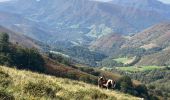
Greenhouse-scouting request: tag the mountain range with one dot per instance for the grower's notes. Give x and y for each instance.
(80, 21)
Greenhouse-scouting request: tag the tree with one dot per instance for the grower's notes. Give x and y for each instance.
(4, 42)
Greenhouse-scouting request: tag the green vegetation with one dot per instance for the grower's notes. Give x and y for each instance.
(157, 80)
(84, 55)
(22, 58)
(139, 69)
(27, 85)
(124, 60)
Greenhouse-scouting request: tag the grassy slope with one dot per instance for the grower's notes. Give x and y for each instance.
(28, 85)
(139, 69)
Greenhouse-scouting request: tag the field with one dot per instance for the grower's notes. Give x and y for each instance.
(139, 69)
(25, 85)
(125, 60)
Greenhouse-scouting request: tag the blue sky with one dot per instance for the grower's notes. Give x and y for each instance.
(165, 1)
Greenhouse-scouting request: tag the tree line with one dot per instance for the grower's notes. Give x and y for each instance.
(18, 56)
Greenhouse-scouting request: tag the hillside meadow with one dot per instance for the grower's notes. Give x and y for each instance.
(26, 85)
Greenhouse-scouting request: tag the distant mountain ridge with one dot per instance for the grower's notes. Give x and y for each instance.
(77, 20)
(20, 39)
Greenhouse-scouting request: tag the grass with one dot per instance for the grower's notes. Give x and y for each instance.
(25, 85)
(125, 60)
(139, 69)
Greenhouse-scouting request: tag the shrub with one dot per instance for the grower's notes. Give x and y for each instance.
(6, 96)
(5, 80)
(40, 89)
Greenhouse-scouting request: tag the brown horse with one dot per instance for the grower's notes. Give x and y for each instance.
(103, 83)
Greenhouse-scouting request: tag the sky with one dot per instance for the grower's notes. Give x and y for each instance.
(164, 1)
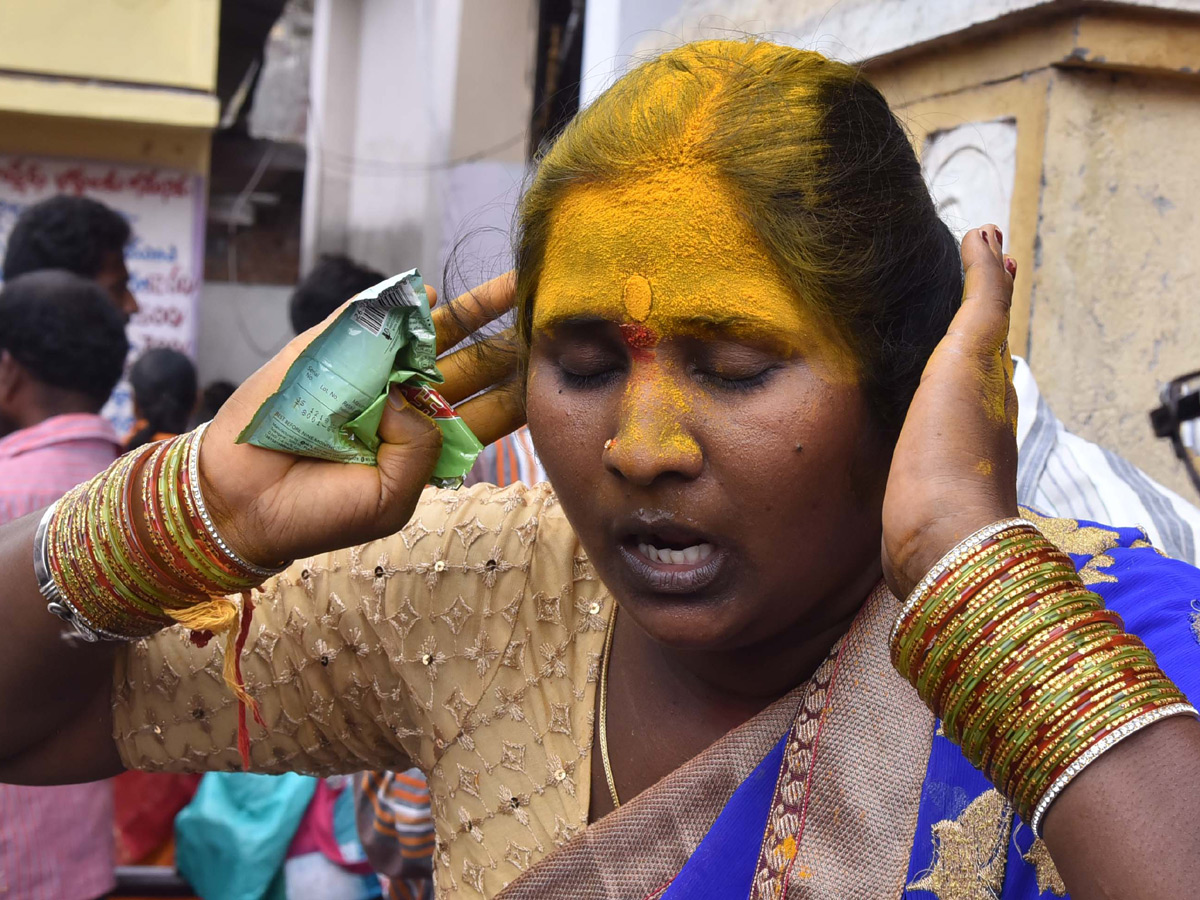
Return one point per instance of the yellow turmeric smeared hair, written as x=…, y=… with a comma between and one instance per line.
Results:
x=820, y=169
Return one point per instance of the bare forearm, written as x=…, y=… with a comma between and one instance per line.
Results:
x=1127, y=826
x=54, y=694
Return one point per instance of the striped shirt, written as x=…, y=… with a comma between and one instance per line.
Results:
x=1065, y=475
x=509, y=460
x=55, y=843
x=396, y=829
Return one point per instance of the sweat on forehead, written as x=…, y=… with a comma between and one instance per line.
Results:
x=661, y=249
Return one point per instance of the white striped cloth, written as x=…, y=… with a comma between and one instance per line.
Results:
x=1062, y=474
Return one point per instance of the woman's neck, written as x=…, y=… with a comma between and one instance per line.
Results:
x=756, y=675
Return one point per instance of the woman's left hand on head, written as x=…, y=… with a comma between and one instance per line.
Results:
x=954, y=468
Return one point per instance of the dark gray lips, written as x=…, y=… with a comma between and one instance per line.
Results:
x=670, y=577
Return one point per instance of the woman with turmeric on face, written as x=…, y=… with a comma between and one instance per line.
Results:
x=750, y=359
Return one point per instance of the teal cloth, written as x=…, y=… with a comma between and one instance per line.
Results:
x=232, y=839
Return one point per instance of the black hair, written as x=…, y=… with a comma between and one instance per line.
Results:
x=334, y=280
x=64, y=330
x=71, y=233
x=165, y=384
x=213, y=397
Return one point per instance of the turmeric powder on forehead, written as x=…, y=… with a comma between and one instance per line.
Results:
x=667, y=249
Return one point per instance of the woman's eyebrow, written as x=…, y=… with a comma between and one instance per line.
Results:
x=575, y=323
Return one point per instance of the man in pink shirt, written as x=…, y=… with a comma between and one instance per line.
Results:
x=61, y=349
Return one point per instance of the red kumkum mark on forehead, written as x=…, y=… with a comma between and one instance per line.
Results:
x=640, y=339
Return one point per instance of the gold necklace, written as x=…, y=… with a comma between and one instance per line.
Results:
x=604, y=709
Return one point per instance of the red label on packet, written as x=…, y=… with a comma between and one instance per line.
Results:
x=429, y=401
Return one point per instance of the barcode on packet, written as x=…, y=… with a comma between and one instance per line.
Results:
x=372, y=313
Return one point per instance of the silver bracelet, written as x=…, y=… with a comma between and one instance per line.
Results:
x=954, y=556
x=55, y=600
x=1096, y=750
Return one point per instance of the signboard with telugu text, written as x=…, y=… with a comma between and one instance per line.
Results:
x=166, y=256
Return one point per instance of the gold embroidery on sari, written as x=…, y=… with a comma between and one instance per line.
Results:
x=785, y=823
x=1044, y=868
x=971, y=852
x=1081, y=540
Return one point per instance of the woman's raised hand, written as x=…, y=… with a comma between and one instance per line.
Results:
x=954, y=468
x=273, y=505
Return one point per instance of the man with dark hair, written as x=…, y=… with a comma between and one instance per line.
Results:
x=61, y=349
x=331, y=282
x=78, y=234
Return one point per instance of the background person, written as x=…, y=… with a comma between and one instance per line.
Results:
x=163, y=383
x=63, y=347
x=334, y=280
x=78, y=234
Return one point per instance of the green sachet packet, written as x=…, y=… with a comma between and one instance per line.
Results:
x=333, y=396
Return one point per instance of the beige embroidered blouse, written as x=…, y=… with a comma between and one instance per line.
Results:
x=467, y=645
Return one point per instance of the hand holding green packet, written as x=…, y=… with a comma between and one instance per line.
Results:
x=333, y=396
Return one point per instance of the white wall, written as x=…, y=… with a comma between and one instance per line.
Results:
x=853, y=29
x=419, y=117
x=612, y=33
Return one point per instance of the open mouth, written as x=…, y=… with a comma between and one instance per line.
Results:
x=689, y=555
x=666, y=557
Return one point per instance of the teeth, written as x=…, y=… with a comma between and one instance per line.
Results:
x=688, y=556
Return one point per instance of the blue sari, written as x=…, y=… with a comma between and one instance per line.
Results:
x=966, y=841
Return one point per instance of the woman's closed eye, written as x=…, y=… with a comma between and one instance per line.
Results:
x=733, y=367
x=588, y=366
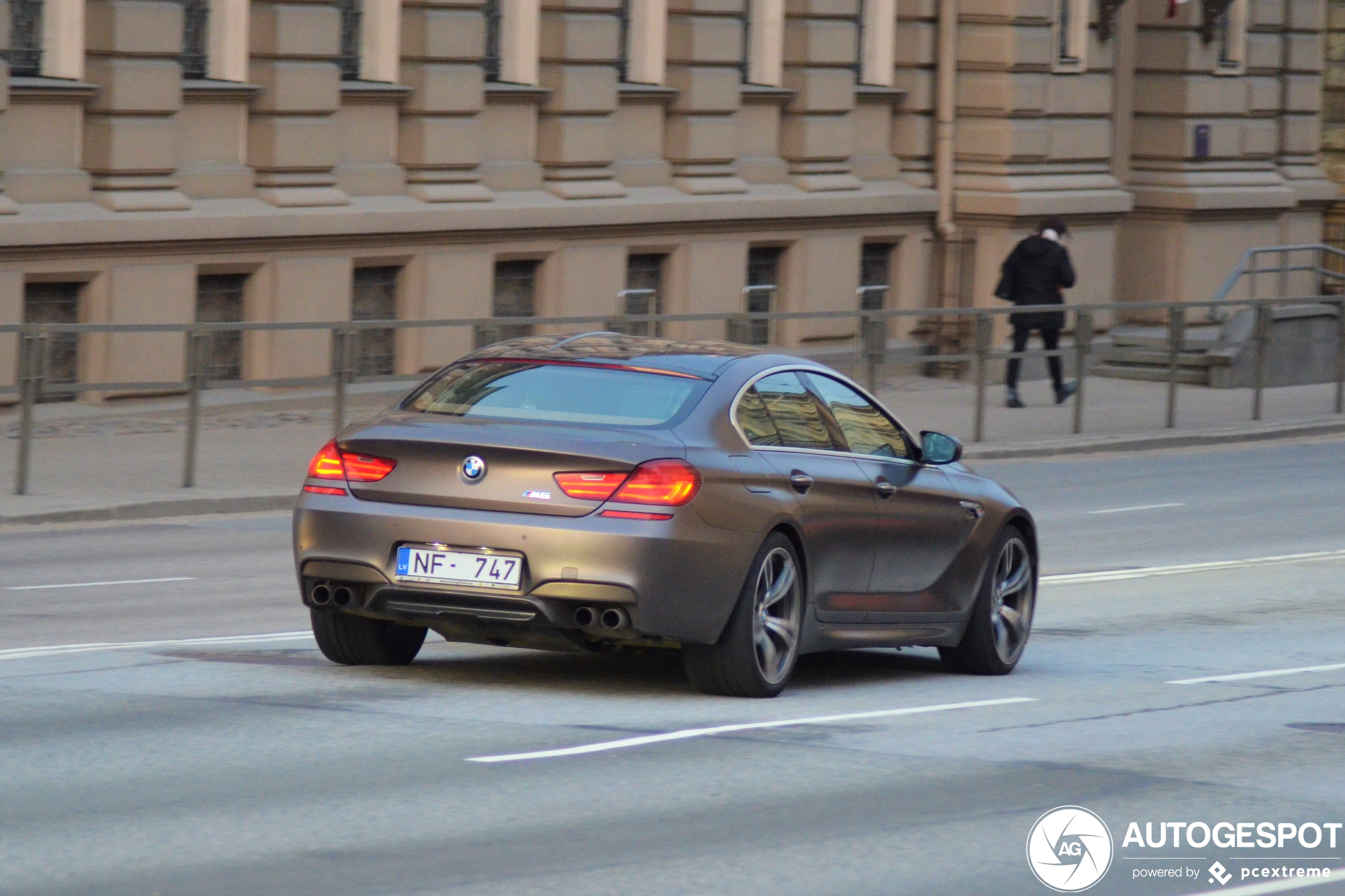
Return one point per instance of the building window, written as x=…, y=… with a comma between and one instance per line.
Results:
x=875, y=278
x=1071, y=35
x=195, y=19
x=220, y=298
x=643, y=295
x=374, y=298
x=491, y=64
x=26, y=38
x=760, y=292
x=514, y=296
x=1231, y=34
x=56, y=304
x=349, y=58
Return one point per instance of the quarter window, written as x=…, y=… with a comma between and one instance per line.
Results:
x=795, y=413
x=865, y=428
x=756, y=421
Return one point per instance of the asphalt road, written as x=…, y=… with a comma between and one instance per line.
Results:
x=257, y=767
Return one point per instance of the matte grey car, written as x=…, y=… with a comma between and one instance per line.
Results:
x=602, y=492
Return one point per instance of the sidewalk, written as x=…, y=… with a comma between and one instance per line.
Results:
x=124, y=460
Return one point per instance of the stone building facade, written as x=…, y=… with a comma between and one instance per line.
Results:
x=303, y=160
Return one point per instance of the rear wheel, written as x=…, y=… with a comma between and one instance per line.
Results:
x=1001, y=620
x=360, y=641
x=759, y=647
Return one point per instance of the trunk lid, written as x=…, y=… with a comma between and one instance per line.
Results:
x=521, y=460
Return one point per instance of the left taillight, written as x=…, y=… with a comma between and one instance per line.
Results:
x=666, y=483
x=334, y=464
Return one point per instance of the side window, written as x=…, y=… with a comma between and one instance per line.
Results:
x=794, y=411
x=755, y=421
x=865, y=428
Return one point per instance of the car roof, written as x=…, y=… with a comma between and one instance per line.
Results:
x=700, y=356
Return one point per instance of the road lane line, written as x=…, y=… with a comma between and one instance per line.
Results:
x=751, y=726
x=1269, y=673
x=1142, y=507
x=24, y=653
x=1144, y=573
x=88, y=585
x=1279, y=885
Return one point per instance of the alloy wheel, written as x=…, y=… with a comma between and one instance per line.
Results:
x=1012, y=598
x=775, y=616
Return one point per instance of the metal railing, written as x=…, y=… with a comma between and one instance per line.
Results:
x=1326, y=264
x=34, y=343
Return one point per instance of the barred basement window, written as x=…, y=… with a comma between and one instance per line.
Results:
x=875, y=278
x=195, y=19
x=349, y=58
x=643, y=295
x=760, y=292
x=374, y=298
x=491, y=64
x=26, y=38
x=220, y=298
x=56, y=304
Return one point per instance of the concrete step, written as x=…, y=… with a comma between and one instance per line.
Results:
x=1197, y=338
x=1137, y=355
x=1152, y=374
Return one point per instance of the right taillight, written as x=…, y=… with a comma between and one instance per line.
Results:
x=666, y=483
x=589, y=487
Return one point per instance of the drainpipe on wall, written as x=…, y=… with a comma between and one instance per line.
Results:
x=946, y=106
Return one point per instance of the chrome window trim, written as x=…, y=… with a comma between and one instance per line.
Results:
x=800, y=368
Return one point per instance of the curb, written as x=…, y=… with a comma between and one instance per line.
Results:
x=1106, y=445
x=155, y=510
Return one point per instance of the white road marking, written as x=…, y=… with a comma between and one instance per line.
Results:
x=1142, y=507
x=89, y=585
x=1144, y=573
x=1279, y=885
x=1269, y=673
x=751, y=726
x=23, y=653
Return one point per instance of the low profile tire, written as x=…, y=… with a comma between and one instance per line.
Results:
x=360, y=641
x=1001, y=618
x=759, y=647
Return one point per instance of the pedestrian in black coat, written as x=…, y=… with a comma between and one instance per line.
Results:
x=1035, y=273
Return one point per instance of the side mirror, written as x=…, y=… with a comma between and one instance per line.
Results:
x=937, y=448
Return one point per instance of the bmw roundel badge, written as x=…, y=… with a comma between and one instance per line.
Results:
x=474, y=469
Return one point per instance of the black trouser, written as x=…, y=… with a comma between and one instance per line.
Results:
x=1051, y=339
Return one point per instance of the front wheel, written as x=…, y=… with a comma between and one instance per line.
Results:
x=1001, y=618
x=759, y=647
x=360, y=641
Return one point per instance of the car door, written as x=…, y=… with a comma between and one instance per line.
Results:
x=787, y=426
x=923, y=520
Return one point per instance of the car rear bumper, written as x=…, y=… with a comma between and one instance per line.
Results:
x=674, y=580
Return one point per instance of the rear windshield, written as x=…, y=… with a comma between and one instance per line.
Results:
x=557, y=394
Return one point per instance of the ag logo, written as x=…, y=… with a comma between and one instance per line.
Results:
x=1070, y=849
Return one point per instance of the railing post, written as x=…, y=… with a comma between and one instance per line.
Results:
x=985, y=336
x=1083, y=343
x=1263, y=315
x=1176, y=336
x=30, y=383
x=340, y=370
x=193, y=363
x=1340, y=358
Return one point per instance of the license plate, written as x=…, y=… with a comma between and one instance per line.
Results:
x=459, y=567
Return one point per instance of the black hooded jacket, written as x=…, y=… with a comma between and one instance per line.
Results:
x=1033, y=275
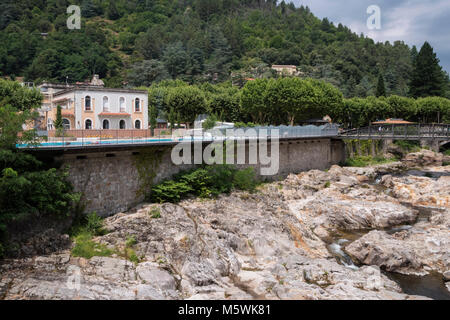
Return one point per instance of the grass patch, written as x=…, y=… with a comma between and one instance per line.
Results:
x=364, y=161
x=245, y=180
x=155, y=213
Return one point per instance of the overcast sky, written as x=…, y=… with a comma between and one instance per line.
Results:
x=413, y=21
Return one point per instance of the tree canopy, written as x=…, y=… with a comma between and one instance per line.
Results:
x=197, y=41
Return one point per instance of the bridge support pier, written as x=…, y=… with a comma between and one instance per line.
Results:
x=432, y=144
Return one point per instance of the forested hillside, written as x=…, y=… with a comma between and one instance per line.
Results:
x=137, y=42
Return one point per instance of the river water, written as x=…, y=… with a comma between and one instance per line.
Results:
x=431, y=285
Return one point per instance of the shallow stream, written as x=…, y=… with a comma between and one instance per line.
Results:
x=431, y=285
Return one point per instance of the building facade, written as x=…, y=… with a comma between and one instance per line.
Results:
x=88, y=107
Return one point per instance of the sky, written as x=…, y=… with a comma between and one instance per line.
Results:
x=413, y=21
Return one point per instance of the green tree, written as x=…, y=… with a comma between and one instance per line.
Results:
x=58, y=121
x=187, y=102
x=381, y=88
x=147, y=72
x=427, y=78
x=17, y=105
x=253, y=101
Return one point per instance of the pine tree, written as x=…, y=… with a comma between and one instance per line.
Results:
x=428, y=77
x=112, y=12
x=58, y=120
x=381, y=88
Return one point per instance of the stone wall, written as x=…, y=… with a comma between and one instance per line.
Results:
x=110, y=181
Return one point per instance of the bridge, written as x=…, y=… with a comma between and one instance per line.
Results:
x=435, y=132
x=106, y=168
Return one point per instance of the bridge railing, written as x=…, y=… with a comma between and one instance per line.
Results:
x=86, y=138
x=398, y=131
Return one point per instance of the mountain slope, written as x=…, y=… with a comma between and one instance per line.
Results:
x=193, y=40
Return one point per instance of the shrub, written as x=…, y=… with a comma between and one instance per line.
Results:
x=408, y=146
x=131, y=241
x=363, y=161
x=245, y=179
x=131, y=255
x=210, y=122
x=27, y=191
x=86, y=248
x=155, y=213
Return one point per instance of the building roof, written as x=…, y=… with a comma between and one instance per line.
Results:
x=283, y=66
x=94, y=88
x=115, y=114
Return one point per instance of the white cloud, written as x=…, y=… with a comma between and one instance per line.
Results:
x=413, y=21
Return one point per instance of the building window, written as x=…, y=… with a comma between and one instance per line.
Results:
x=88, y=124
x=122, y=104
x=87, y=103
x=137, y=124
x=66, y=124
x=105, y=104
x=137, y=105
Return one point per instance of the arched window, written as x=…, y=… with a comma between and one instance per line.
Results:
x=105, y=104
x=66, y=124
x=137, y=105
x=88, y=124
x=87, y=103
x=137, y=124
x=122, y=104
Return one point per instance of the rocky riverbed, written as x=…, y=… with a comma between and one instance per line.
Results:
x=291, y=239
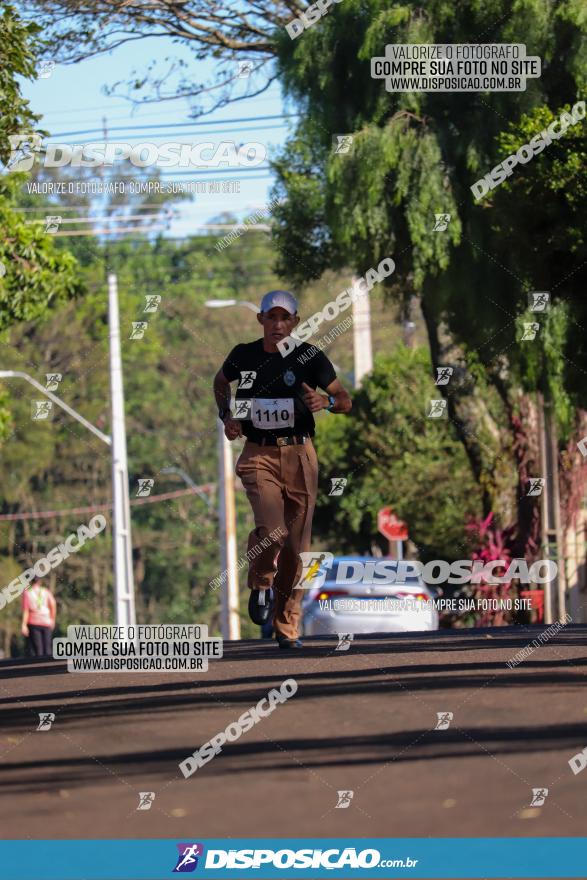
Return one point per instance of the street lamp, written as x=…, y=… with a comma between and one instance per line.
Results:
x=230, y=620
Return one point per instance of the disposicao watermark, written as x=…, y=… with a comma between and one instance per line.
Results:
x=455, y=67
x=315, y=565
x=24, y=148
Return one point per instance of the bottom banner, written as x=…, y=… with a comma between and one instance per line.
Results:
x=449, y=858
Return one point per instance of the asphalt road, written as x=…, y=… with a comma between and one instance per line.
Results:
x=362, y=720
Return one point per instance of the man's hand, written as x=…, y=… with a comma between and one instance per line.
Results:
x=314, y=401
x=232, y=428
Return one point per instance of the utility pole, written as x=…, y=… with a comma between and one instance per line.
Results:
x=124, y=596
x=551, y=527
x=362, y=347
x=230, y=620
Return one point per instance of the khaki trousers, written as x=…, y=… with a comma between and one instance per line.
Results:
x=281, y=484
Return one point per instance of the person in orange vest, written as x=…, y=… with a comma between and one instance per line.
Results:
x=38, y=618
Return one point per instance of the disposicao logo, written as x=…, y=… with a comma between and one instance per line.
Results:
x=187, y=859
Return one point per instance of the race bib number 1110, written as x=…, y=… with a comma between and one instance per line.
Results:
x=267, y=413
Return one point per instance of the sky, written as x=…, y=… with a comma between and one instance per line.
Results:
x=71, y=99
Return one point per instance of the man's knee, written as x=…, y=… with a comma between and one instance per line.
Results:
x=271, y=537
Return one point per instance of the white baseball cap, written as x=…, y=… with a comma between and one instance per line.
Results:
x=279, y=299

^^^^^^^^

Whenever the string "white" occurs in a line of the entries above, copy that line.

Return one point per instance of the white striped cloth, written as x=…, y=… with a comma between and one instance per line.
Return one point per instance of the white wall, written as x=…, y=… with a comma between and one instance per line.
Return one point per instance of the white road marking, written as x=…, y=… with a comma between and one instance per line.
Return one point per instance of the white cloud, written as x=…, y=… with a comma between and one instance per line.
Return one point per instance of the white baseball cap, written as x=…, y=… with a comma between and one instance per line.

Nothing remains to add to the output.